**Énoncé 1**
Dans l'extrait ci-dessous sur la culture du coton en Algérie, reformulez sous forme de liste le paragraphe qui commence par « Tout avait, pourtant, été mis en place », en gardant ses faits principaux.
**Énoncé 2**
Relevez chaque ligne des enregistrements ci-dessous où figure la chaîne « door ». La casse compte.

**Extrait du texte**
- - -

Surtout que son collègue du département de l’Industrie, Ahmed Zeghdar, avait assuré, fin décembre dernier, que «la relance de la culture du coton à large échelle était l’un des axes principaux sur lesquels s’appuyait la stratégie nationale pour le développement de l’industrie du textile en Algérie», qui serait en cours d’élaboration. 

Or, la question que d’aucuns se posent est la suivante : les directives présidentielles et les projections gouvernementales sur lesquelles est basée cette stratégie nationale dont la finalité consiste à améliorer la cote du produit textile «made in Algeria» auprès du consommateur local ainsi que sur le marché international, ne risquent-elles pas de se heurter aux résistances des seigneurs de l’import/import ? Ceux-là mêmes qui avaient réussi, à grand renfort de moyens et d’appuis dont ils jouissaient au sein de la plus haute sphère décisionnelle de l’époque, à mettre en échec la tentative de relance, il y a presque vingt ans, de la culture du coton.

Les projets de tous les espoirs

Tous les espoirs étaient permis lorsque le coup de starter avait été donné depuis Annaba, région à vocation cotonnière par excellence. Sous l’ère coloniale, «Bône» fut, en effet, en mesure de pourvoir le marché de plus du quart des quelque 70 000 tonnes/an représentant la production cotonnière du pays, le reste réparti entre les zones d’El Harrouch, Chlef, Sig et Relizane. 

Performances, relevant depuis, de la vieille histoire. Particulièrement après la tentative précocement avortée de relancer cette spéculation agricole en 2004. En effet, la production issue des 200 hectares alors exploités pour les besoins d’essais, dans le cadre d’une opération pilote dans les wilayas d’Annaba, El Tarf, Skikda et Guelma, était vouée à la destruction. Il était beaucoup plus question de blocage délibéré et d’insurmontables contraintes bureaucratiques préméditées que de mauvaise volonté des principaux acteurs sur le terrain. 

Tout avait, pourtant, été mis en place avec la création, en juillet 2003, de Somecoton, coentreprise algéro-française, fruit d’un partenariat entre les Français de la Holding Développement des Agro-industries du Sud (Dagris) et les Algériens du Groupe industriel Textile Manufacturent Company (Texmaco). Certaines sociétés avaient été sollicitées pour participer au capital social telles que Alcovel (Béjaïa), Cotosud (Laghouat), Denitex (Tlemcen), Filba (Batna) et Tindal (M’sila).

- - -

(Données d'annotation par points)
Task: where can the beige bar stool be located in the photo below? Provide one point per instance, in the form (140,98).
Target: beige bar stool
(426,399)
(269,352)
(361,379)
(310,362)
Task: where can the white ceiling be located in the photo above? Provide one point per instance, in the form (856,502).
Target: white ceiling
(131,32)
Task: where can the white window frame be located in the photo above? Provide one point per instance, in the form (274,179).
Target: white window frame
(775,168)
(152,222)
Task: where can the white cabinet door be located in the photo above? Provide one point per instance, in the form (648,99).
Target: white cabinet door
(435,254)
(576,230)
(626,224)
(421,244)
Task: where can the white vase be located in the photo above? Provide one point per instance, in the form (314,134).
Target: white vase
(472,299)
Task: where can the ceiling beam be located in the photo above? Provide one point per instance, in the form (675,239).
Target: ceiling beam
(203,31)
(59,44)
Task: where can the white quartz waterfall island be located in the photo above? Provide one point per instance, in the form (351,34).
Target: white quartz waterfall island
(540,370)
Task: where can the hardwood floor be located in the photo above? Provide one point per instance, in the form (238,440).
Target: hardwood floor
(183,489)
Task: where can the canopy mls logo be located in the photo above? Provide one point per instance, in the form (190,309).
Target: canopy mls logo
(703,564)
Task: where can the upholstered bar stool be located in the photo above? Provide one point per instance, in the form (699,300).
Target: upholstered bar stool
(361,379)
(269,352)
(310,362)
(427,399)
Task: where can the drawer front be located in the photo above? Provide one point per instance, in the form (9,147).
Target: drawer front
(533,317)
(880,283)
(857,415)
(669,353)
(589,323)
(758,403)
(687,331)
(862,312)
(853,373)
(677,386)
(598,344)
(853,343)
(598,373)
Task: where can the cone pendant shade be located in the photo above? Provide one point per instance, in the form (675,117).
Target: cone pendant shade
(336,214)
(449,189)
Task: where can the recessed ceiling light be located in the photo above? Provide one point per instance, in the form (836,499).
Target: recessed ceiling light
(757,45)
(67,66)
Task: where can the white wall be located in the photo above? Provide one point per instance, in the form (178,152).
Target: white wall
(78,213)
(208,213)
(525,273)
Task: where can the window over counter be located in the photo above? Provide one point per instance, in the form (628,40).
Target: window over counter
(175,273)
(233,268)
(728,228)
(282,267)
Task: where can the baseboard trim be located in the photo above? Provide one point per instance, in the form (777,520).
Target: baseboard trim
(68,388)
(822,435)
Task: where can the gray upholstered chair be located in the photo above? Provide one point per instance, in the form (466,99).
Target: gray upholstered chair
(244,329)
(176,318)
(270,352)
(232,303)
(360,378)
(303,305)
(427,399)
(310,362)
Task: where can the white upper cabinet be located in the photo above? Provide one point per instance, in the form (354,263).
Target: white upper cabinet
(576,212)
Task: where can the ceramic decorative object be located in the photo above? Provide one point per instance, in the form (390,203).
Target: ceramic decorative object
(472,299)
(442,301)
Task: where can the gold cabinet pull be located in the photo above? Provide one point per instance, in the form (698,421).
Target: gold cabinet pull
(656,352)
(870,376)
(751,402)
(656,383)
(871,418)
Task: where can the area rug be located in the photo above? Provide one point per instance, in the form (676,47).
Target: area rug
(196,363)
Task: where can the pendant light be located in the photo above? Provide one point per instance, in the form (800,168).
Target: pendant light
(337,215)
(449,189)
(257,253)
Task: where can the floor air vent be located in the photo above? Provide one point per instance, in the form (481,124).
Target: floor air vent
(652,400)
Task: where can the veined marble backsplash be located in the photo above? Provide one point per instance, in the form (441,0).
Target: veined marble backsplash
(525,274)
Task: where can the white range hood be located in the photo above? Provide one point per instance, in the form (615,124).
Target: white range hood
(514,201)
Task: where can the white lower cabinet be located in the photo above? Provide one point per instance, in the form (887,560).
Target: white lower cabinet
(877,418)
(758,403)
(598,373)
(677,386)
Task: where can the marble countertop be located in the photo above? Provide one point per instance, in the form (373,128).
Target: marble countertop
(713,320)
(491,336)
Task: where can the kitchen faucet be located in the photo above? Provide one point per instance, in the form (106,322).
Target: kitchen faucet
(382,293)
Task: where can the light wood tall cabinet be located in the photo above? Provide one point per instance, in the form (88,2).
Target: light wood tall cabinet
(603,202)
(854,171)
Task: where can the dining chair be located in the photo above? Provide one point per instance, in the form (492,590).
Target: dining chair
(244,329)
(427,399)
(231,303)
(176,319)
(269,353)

- - -

**Réponse rédigée 1**
- Somecoton, une coentreprise algéro-française, a été créée en juillet 2003.
- Elle est née d'un partenariat entre deux groupes :
  - côté français, la Holding Développement des Agro-industries du Sud (Dagris) ;
  - côté algérien, le Groupe industriel Textile Manufacturent Company (Texmaco).
- Plusieurs sociétés ont été sollicitées pour participer au capital social :
  - Alcovel (Béjaïa) ;
  - Cotosud (Laghouat) ;
  - Denitex (Tlemcen) ;
  - Filba (Batna) ;
  - Tindal (M'sila).

**Réponse rédigée 2**
Task: where can the white cabinet door be located in the photo above? Provide one point per instance, in the form (648,99).
Target: white cabinet door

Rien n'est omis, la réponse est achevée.